WRITTEN REQUEST :: Reproduce the material from the line containing "the gravel path" through the end of the material, swapping "innermost point" for "central point" and leaving every other part unchanged.

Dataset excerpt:
• • • • • • •

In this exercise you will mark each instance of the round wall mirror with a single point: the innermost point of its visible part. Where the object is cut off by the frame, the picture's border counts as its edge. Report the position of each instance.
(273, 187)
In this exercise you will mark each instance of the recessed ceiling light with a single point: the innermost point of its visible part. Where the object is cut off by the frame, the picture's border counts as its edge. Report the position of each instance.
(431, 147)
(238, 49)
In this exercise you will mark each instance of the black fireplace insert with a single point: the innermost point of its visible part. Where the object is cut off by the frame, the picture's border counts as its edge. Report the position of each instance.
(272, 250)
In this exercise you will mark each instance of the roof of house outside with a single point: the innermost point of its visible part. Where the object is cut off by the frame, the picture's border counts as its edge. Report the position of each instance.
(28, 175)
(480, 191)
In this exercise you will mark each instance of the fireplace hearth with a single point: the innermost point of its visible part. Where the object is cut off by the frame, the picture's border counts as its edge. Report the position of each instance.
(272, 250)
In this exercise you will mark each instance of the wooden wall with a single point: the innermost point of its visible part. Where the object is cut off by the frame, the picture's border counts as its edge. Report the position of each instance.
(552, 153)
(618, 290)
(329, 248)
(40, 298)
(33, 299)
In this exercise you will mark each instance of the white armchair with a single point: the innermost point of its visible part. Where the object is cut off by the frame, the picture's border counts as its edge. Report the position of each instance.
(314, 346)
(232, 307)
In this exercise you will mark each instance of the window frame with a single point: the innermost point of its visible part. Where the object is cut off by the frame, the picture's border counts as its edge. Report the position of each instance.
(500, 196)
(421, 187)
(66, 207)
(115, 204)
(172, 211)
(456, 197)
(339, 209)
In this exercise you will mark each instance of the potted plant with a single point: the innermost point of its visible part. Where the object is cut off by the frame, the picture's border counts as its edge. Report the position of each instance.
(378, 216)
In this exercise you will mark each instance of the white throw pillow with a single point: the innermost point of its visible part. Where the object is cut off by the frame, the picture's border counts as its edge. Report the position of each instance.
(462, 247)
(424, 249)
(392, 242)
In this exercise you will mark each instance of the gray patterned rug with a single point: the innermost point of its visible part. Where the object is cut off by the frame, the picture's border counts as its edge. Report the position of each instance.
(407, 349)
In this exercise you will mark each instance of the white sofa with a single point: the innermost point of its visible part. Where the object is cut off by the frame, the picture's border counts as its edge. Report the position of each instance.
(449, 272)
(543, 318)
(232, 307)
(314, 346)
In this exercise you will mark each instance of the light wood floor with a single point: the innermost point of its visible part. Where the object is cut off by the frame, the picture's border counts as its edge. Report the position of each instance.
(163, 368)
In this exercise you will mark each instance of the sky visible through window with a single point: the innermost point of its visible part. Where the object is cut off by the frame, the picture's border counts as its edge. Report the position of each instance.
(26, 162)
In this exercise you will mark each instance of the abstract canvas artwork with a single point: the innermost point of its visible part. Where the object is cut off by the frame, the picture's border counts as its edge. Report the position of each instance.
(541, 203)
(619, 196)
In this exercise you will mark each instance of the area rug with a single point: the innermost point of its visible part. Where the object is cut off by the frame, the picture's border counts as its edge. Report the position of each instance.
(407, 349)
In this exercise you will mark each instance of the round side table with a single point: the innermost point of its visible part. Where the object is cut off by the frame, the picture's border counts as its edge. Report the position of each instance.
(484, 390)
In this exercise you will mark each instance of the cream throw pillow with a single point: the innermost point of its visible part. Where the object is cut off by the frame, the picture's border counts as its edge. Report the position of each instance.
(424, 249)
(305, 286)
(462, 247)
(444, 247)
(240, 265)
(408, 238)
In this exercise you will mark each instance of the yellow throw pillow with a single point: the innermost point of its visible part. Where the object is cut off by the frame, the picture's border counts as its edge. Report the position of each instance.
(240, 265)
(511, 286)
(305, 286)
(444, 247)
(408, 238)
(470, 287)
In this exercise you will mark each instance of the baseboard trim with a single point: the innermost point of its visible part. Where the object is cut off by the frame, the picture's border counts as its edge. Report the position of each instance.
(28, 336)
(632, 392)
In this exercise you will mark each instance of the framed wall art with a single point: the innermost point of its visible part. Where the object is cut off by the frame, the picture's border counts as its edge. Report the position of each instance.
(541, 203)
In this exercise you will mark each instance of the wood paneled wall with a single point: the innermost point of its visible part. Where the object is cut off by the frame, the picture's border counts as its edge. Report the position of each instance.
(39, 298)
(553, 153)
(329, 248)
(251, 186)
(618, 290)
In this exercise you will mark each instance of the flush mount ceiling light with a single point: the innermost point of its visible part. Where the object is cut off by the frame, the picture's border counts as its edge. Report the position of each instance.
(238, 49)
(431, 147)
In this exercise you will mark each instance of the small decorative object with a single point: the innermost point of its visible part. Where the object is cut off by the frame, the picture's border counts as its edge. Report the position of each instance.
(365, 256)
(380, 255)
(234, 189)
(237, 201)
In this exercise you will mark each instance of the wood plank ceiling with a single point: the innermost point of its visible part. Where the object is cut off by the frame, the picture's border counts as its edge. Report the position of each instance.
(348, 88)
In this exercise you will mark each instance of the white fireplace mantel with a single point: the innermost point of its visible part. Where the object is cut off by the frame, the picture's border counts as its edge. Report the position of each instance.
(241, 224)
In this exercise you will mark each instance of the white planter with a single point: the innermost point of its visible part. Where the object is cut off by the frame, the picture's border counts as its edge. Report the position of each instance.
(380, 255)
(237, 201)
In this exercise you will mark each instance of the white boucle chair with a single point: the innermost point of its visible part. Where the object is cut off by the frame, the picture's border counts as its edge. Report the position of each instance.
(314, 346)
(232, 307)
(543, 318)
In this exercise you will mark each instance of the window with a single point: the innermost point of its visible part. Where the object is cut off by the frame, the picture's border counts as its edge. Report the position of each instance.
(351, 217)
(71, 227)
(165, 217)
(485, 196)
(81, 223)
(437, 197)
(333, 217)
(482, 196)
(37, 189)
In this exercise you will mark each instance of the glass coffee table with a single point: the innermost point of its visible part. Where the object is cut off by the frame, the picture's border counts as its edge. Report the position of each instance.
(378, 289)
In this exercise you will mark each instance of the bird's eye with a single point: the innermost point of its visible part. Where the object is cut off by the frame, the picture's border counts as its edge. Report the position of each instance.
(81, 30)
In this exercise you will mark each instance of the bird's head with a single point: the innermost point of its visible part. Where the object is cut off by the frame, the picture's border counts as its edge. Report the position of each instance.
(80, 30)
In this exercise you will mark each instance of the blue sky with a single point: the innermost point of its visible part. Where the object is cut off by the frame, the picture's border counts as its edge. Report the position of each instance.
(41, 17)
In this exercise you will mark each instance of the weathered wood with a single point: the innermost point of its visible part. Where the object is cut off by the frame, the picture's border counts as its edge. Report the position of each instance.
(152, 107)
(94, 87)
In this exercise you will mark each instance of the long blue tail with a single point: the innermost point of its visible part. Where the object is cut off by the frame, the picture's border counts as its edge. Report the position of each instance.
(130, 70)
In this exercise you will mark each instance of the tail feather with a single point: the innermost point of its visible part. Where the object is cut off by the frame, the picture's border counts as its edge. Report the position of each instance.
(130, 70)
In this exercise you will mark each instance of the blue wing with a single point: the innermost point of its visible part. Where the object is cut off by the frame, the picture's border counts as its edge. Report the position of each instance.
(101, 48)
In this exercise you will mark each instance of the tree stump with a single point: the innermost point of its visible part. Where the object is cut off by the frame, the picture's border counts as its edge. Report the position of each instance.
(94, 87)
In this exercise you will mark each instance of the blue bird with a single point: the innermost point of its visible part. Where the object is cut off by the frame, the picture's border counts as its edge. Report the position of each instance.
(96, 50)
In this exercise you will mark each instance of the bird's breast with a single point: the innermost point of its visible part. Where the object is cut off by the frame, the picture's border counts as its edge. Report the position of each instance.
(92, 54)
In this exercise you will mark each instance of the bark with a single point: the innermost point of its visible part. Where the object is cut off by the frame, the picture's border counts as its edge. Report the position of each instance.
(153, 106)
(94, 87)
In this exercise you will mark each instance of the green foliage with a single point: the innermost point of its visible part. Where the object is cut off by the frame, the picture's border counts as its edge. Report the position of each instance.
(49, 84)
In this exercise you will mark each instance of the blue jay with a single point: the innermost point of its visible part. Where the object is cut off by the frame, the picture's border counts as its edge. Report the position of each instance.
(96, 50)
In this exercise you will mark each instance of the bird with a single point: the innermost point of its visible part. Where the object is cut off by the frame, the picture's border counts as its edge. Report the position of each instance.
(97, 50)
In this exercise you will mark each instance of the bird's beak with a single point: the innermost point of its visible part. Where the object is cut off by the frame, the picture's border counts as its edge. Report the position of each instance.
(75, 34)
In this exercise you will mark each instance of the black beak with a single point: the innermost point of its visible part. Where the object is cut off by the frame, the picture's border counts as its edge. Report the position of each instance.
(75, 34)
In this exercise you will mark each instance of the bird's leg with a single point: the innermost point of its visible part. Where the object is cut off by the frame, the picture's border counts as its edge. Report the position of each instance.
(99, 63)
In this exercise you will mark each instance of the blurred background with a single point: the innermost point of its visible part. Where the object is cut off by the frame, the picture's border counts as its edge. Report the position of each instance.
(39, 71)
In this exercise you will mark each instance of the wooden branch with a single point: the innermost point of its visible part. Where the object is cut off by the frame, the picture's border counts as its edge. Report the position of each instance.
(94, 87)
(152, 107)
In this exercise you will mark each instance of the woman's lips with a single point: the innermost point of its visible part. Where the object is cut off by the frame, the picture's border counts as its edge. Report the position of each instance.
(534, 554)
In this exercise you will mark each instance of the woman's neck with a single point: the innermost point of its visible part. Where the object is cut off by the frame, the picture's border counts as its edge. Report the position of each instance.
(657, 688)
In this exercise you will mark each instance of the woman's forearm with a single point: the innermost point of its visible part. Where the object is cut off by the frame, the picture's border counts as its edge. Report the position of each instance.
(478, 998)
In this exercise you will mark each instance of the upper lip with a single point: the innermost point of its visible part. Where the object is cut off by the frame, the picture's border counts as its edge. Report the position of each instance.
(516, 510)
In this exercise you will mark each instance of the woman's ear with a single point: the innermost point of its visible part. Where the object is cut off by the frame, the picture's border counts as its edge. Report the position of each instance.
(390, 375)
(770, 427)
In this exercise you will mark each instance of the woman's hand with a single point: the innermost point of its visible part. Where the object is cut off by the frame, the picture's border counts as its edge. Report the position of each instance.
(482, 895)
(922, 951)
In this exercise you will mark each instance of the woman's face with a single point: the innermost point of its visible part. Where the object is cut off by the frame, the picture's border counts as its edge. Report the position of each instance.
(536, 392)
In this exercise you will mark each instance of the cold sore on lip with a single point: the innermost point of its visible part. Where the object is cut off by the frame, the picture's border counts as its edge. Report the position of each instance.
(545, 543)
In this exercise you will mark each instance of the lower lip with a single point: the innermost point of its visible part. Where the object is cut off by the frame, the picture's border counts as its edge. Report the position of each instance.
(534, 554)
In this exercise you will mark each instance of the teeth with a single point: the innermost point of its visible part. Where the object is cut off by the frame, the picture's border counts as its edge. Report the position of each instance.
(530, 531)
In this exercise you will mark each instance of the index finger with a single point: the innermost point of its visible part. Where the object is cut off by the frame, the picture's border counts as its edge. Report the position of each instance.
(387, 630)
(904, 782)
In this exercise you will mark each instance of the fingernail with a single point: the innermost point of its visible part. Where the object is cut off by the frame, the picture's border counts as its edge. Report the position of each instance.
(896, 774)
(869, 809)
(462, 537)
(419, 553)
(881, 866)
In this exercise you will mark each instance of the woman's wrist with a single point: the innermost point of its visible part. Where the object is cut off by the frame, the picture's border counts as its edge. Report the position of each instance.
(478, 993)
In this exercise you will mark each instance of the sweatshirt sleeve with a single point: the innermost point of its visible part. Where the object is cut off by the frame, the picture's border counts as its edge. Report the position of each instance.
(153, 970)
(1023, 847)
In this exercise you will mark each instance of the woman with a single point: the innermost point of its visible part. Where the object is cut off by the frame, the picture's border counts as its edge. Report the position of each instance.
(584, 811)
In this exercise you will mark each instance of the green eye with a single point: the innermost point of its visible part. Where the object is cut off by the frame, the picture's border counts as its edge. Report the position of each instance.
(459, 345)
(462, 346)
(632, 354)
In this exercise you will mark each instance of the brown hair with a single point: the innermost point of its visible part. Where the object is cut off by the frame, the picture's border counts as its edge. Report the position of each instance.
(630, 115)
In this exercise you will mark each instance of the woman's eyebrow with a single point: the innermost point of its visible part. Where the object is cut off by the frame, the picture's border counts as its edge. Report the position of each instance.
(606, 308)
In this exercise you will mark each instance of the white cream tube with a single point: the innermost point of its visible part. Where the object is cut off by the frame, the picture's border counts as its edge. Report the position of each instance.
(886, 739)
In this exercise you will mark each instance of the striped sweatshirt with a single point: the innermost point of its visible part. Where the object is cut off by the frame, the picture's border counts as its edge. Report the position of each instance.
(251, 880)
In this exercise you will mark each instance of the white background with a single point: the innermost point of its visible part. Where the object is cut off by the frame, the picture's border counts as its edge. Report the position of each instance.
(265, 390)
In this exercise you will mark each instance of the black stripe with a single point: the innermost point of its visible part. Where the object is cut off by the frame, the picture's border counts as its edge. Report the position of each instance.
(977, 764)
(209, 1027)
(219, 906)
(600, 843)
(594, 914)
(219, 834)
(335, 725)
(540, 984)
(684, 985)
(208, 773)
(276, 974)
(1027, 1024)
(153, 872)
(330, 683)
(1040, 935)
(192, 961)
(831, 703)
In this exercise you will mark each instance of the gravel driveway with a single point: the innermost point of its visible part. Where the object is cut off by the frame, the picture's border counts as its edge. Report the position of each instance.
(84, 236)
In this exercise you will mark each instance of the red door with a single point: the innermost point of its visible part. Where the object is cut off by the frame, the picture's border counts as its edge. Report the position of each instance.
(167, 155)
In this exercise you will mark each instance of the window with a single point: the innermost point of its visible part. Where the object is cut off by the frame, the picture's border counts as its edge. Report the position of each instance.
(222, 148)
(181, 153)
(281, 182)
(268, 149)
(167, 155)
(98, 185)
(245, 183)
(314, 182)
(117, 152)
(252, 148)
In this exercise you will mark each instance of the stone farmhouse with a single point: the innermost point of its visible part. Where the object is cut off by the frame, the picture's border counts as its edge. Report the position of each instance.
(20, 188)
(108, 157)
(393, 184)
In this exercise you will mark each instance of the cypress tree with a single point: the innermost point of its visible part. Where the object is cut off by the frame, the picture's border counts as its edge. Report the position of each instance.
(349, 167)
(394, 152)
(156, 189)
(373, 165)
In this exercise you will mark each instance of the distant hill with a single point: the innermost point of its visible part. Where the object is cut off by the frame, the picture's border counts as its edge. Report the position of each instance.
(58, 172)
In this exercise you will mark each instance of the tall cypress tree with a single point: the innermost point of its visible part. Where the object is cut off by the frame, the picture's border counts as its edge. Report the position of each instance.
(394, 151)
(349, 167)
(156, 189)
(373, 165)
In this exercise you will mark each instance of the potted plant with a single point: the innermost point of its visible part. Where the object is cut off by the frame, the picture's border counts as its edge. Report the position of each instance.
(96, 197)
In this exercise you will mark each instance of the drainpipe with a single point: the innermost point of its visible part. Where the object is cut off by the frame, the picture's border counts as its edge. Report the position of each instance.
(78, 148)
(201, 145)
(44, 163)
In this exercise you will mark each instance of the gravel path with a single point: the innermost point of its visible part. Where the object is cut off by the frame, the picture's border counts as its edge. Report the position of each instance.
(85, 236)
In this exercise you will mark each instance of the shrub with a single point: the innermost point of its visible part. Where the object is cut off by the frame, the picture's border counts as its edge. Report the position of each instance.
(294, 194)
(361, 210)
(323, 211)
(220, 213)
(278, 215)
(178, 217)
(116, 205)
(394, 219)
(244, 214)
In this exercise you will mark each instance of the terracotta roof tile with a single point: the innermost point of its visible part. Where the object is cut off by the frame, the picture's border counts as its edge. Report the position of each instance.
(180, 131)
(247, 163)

• • • • • • •

ANSWER TO THE EXERCISE ::
In this exercise you will mark each instance of the gravel path with a single point: the central point of its visible part. Where the object is cut off by the frame, the picture's border counts as its edge. Report the position of each instance.
(85, 236)
In this exercise you will mark each instance of the shrub with a single point: the central point of its visible part. Where the object is cut off by the frame, the picture's border counts as its edge. Report the position of each instance.
(294, 194)
(361, 210)
(323, 211)
(220, 213)
(278, 215)
(178, 217)
(116, 205)
(394, 219)
(244, 214)
In this exercise you will mark each instance of the terracotta roof tile with a single point: the central point of its visible part. Where the object is cut off by the frame, the picture's border counts as its edge. Report the position of each instance.
(180, 131)
(247, 163)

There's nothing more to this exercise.